**EXERCISE DATA:**
************

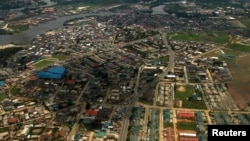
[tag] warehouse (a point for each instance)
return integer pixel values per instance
(55, 72)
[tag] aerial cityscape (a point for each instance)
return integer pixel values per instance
(122, 70)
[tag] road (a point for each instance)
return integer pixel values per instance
(76, 124)
(125, 124)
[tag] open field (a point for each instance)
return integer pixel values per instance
(219, 38)
(184, 93)
(239, 86)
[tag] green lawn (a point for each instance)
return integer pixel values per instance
(43, 63)
(2, 96)
(184, 95)
(239, 47)
(186, 125)
(246, 22)
(220, 38)
(61, 57)
(4, 129)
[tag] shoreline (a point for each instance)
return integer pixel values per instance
(11, 46)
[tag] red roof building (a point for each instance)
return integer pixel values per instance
(12, 120)
(61, 133)
(91, 112)
(188, 139)
(169, 134)
(185, 115)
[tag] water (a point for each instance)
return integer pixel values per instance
(158, 10)
(49, 3)
(27, 36)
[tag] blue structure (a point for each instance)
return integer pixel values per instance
(55, 72)
(2, 83)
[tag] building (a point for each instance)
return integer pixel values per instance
(56, 72)
(186, 115)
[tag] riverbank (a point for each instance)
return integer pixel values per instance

************

**EXERCISE OBJECTIVE:** Format every line of the entries above as a Markdown table with the columns "Row" and "Line," numbering each row and skipping blank lines. Omit the pictures from the table.

**WRITTEN RESPONSE:**
| Row | Line |
|---|---|
| 1 | [tag] warehouse (a point for each instance) |
| 2 | return integer pixel values per instance |
| 3 | (55, 72) |
| 4 | [tag] aerial cityscape (a point for each instance) |
| 5 | return integer pixel values per instance |
| 6 | (122, 70) |
| 7 | [tag] road (a point for each instance) |
| 8 | return integer pixel values per instance |
| 9 | (76, 124) |
| 10 | (125, 124) |
| 11 | [tag] open field (a point for each instance) |
| 12 | return integer pixel values per instance |
| 13 | (219, 38) |
| 14 | (184, 93) |
| 15 | (239, 86) |
| 16 | [tag] green lawn (a point for each instance) |
| 17 | return integer pixel values per instance |
| 18 | (43, 63) |
| 19 | (2, 96) |
| 20 | (184, 95) |
| 21 | (239, 47) |
| 22 | (186, 125) |
| 23 | (246, 22) |
| 24 | (220, 38) |
| 25 | (61, 57) |
| 26 | (4, 129) |
| 27 | [tag] shoreline (a point for each instance) |
| 28 | return integer pixel values per instance |
| 29 | (11, 46) |
| 30 | [tag] red roof building (a point for each instance) |
| 31 | return integer pixel values per instance |
| 32 | (12, 120) |
| 33 | (61, 133) |
| 34 | (91, 112) |
| 35 | (188, 139) |
| 36 | (169, 134) |
| 37 | (185, 115) |
| 38 | [tag] water (a point for each instance) |
| 39 | return integer pixel values per instance |
| 40 | (158, 10) |
| 41 | (49, 3) |
| 42 | (27, 36) |
| 43 | [tag] blue structure (a point for each instance) |
| 44 | return integer pixel values per instance |
| 45 | (55, 72) |
| 46 | (2, 83) |
| 47 | [tag] building (a point for each instance) |
| 48 | return integer pixel values per instance |
| 49 | (56, 72) |
| 50 | (186, 115) |
| 51 | [tag] riverbank (a point for each instance) |
| 52 | return integer pixel values per instance |